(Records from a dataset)
┌────────

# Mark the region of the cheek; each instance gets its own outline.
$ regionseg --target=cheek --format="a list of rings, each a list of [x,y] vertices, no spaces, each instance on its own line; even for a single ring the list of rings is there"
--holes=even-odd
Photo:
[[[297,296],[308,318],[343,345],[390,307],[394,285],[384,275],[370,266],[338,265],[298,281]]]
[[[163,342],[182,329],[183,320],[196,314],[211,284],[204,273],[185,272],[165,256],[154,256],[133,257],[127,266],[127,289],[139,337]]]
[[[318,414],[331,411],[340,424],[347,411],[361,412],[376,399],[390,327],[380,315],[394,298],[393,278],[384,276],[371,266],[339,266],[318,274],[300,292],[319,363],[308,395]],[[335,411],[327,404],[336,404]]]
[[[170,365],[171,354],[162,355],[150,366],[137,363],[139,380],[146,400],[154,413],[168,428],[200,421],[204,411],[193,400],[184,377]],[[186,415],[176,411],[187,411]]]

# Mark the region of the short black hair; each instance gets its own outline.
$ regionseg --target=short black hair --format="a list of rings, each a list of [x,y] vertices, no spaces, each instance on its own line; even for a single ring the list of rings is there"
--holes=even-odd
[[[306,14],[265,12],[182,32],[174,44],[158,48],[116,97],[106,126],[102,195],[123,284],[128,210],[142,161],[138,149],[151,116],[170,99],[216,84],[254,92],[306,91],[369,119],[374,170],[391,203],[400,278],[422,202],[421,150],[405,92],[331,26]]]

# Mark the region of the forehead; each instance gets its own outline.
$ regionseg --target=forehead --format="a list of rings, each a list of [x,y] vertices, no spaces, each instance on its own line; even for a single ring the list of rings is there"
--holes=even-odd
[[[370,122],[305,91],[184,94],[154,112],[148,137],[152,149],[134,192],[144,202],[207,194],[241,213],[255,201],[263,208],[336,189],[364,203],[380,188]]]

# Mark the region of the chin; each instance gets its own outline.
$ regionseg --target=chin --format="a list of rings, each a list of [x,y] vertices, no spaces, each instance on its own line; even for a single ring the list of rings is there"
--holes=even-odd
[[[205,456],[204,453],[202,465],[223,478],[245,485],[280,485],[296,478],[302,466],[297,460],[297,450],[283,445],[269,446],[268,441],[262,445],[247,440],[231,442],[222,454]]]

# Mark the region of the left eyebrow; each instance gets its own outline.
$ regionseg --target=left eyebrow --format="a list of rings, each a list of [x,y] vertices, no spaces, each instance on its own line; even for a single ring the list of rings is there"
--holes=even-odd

└────────

**Exercise directions:** When a line in the records holds the string "eyebrow", copy that line.

**Task answer:**
# Mark the region of the left eyebrow; each instance gets its own outline.
$ regionseg --target=left eyebrow --format="a list of rings, each a list of [x,y] vertices, no spaces, each instance on its own line; even for a single ring the list of rings is there"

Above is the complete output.